- [Exercise description]: The pictures stay out; everything else in the entries below must be returned exactly.

- [Entries provided]:
★ ★ ★ ★ ★ ★ ★
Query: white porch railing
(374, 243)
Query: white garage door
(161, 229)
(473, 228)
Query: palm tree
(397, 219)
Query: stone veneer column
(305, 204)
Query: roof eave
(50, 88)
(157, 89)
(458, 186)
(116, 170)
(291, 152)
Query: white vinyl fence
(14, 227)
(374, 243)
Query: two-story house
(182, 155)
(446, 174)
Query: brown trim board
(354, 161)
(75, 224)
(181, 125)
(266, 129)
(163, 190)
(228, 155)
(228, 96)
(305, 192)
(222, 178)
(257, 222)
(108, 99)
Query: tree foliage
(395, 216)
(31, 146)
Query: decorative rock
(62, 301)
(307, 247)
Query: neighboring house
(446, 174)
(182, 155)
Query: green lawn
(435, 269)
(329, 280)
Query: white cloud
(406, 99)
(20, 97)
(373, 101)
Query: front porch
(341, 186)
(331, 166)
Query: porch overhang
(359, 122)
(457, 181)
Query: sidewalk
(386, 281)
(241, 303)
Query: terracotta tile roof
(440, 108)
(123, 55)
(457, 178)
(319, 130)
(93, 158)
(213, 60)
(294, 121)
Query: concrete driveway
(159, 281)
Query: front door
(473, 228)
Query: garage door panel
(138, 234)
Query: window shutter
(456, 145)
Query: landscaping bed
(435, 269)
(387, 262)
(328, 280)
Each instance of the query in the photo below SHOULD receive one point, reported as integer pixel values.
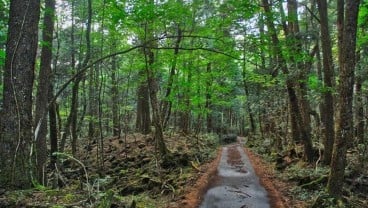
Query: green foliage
(2, 58)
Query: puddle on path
(238, 185)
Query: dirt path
(237, 184)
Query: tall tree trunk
(166, 109)
(115, 97)
(42, 90)
(53, 128)
(16, 116)
(327, 116)
(344, 130)
(208, 105)
(143, 120)
(153, 91)
(298, 128)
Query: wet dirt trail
(236, 184)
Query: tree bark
(42, 90)
(297, 121)
(16, 117)
(327, 116)
(344, 131)
(143, 120)
(166, 109)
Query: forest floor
(277, 190)
(134, 175)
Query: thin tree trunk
(327, 116)
(42, 91)
(16, 168)
(166, 109)
(344, 130)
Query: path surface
(237, 185)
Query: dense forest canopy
(287, 73)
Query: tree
(344, 121)
(43, 90)
(16, 170)
(327, 114)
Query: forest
(129, 103)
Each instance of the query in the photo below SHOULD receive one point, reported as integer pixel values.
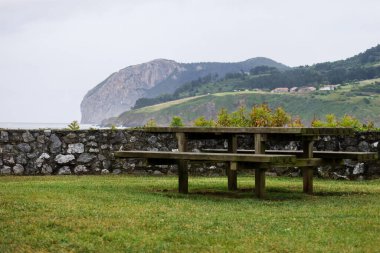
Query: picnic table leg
(307, 180)
(260, 140)
(308, 171)
(260, 183)
(183, 176)
(232, 166)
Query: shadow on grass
(273, 194)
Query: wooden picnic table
(259, 158)
(306, 135)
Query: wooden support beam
(232, 168)
(260, 140)
(260, 143)
(307, 180)
(307, 172)
(260, 183)
(183, 174)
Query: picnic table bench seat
(218, 157)
(330, 155)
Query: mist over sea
(28, 125)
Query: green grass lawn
(145, 214)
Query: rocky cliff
(119, 92)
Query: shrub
(317, 123)
(203, 122)
(280, 118)
(296, 122)
(150, 123)
(261, 116)
(349, 121)
(74, 126)
(176, 122)
(240, 118)
(331, 120)
(223, 118)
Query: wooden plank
(307, 180)
(227, 157)
(260, 183)
(339, 155)
(307, 174)
(253, 130)
(183, 174)
(232, 168)
(260, 141)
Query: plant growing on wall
(73, 126)
(176, 122)
(150, 123)
(203, 122)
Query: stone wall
(63, 152)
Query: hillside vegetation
(360, 67)
(359, 99)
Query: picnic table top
(255, 130)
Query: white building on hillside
(280, 90)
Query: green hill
(363, 66)
(359, 99)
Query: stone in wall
(44, 152)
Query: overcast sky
(53, 51)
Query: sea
(29, 125)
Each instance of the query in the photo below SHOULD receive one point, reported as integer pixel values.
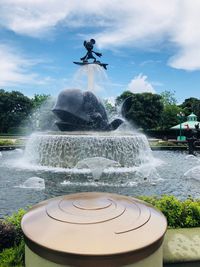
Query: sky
(150, 45)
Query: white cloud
(121, 23)
(16, 68)
(139, 84)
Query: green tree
(14, 108)
(190, 105)
(143, 109)
(169, 116)
(168, 98)
(38, 100)
(42, 117)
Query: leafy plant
(179, 213)
(7, 235)
(13, 251)
(13, 257)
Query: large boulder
(78, 110)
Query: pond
(21, 186)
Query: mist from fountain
(100, 155)
(91, 77)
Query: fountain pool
(23, 184)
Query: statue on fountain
(81, 110)
(89, 45)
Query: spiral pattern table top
(93, 224)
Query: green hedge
(13, 255)
(179, 214)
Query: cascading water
(105, 155)
(91, 77)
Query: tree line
(16, 110)
(145, 110)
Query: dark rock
(79, 110)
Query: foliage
(6, 142)
(168, 98)
(169, 116)
(190, 105)
(143, 109)
(110, 108)
(7, 235)
(15, 219)
(38, 100)
(179, 213)
(42, 117)
(14, 108)
(166, 143)
(14, 256)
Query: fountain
(88, 144)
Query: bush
(6, 142)
(179, 213)
(7, 235)
(13, 257)
(13, 253)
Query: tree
(42, 117)
(168, 98)
(14, 108)
(143, 109)
(169, 116)
(38, 100)
(190, 105)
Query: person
(89, 45)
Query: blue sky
(150, 45)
★ ★ ★ ★ ★ ★ ★
- [Exercise result]:
Query: white porch railing
(374, 243)
Query: white garage door
(161, 229)
(473, 228)
Query: palm tree
(397, 219)
Query: stone veneer column
(305, 204)
Query: roof eave
(50, 88)
(157, 89)
(458, 186)
(116, 170)
(291, 152)
Query: white vinyl fence
(14, 227)
(374, 243)
Query: two-story house
(182, 155)
(446, 174)
Query: brown trim board
(354, 161)
(75, 224)
(181, 125)
(266, 129)
(163, 190)
(228, 155)
(228, 96)
(305, 192)
(222, 178)
(257, 222)
(108, 99)
Query: tree foliage
(395, 216)
(31, 146)
Query: decorative rock
(62, 301)
(307, 247)
Query: neighboring house
(446, 174)
(182, 155)
Query: green lawn
(435, 269)
(329, 280)
Query: white cloud
(406, 99)
(20, 97)
(373, 101)
Query: front porch
(341, 186)
(331, 166)
Query: porch overhang
(359, 122)
(457, 181)
Query: sidewalk
(386, 281)
(241, 303)
Query: terracotta tile roof
(440, 108)
(123, 55)
(457, 178)
(319, 130)
(93, 158)
(213, 60)
(294, 121)
Query: concrete driveway
(159, 281)
Query: front door
(473, 228)
Query: garage door panel
(138, 234)
Query: window shutter
(456, 145)
Query: landscaping bed
(435, 269)
(387, 262)
(328, 280)
Each instance of the query in the photo below SHOULD receive one point, reported as integer pixel values.
Query: green foliage
(2, 58)
Query: puddle on path
(238, 185)
Query: dirt path
(237, 184)
Query: tall tree trunk
(166, 109)
(115, 97)
(42, 90)
(53, 128)
(16, 116)
(327, 116)
(344, 130)
(208, 105)
(143, 120)
(153, 91)
(298, 128)
Query: wet dirt trail
(236, 184)
Query: tree bark
(42, 90)
(297, 121)
(16, 117)
(327, 116)
(344, 131)
(143, 120)
(166, 109)
Query: forest floor
(277, 190)
(134, 175)
Query: thin tree trunk
(327, 116)
(42, 91)
(16, 168)
(166, 109)
(344, 130)
Query: path surface
(237, 185)
Query: dense forest canopy
(287, 73)
Query: tree
(344, 121)
(43, 90)
(16, 170)
(327, 114)
Query: forest
(129, 103)
Each instance of the query in the photo below SHOULD receive one point, reported as integer pixel values.
Query: picnic table leg
(307, 180)
(260, 140)
(308, 171)
(260, 183)
(183, 176)
(232, 166)
Query: shadow on grass
(273, 194)
Query: wooden picnic table
(259, 158)
(306, 135)
Query: wooden support beam
(232, 168)
(260, 140)
(260, 143)
(307, 180)
(307, 172)
(260, 183)
(183, 174)
Query: picnic table bench seat
(218, 157)
(330, 155)
Query: mist over sea
(28, 125)
Query: green grass lawn
(145, 214)
Query: rocky cliff
(119, 92)
Query: shrub
(317, 123)
(203, 122)
(280, 118)
(296, 122)
(150, 123)
(261, 116)
(349, 121)
(74, 126)
(176, 122)
(240, 118)
(331, 120)
(223, 118)
Query: wooden plank
(307, 180)
(227, 157)
(260, 183)
(339, 155)
(307, 174)
(253, 130)
(183, 174)
(232, 168)
(260, 141)
Query: plant growing on wall
(73, 126)
(176, 122)
(150, 123)
(203, 122)
Query: stone wall
(63, 152)
Query: hillside vegetation
(360, 67)
(359, 99)
Query: picnic table top
(255, 130)
Query: white building on hillside
(280, 90)
Query: green hill
(363, 66)
(359, 99)
Query: stone in wall
(44, 152)
Query: overcast sky
(53, 51)
Query: sea
(29, 125)
Each instance of the query in the photo below SHOULD receive one point, reported as integer pixel values.
Query: sky
(150, 45)
Query: white cloud
(121, 23)
(16, 68)
(139, 84)
Query: green tree
(14, 108)
(190, 105)
(143, 109)
(169, 116)
(168, 98)
(38, 100)
(42, 117)
Query: leafy plant
(179, 213)
(7, 235)
(13, 251)
(13, 257)
Query: large boulder
(78, 110)
Query: pond
(21, 186)
Query: mist from fountain
(100, 155)
(91, 77)
Query: fountain pool
(23, 184)
Query: statue on fountain
(81, 110)
(89, 45)
Query: spiral pattern table top
(93, 224)
Query: green hedge
(13, 255)
(179, 214)
Query: cascading water
(105, 155)
(91, 77)
Query: tree line
(16, 110)
(145, 110)
Query: dark rock
(79, 110)
Query: foliage
(6, 142)
(168, 98)
(169, 116)
(190, 105)
(143, 109)
(110, 108)
(7, 235)
(15, 219)
(38, 100)
(179, 213)
(42, 117)
(14, 108)
(166, 143)
(14, 256)
Query: fountain
(88, 144)
Query: bush
(6, 142)
(179, 213)
(7, 235)
(13, 257)
(13, 253)
Query: tree
(42, 117)
(168, 98)
(14, 108)
(143, 109)
(169, 116)
(38, 100)
(190, 105)
Query: person
(89, 45)
Query: blue sky
(150, 45)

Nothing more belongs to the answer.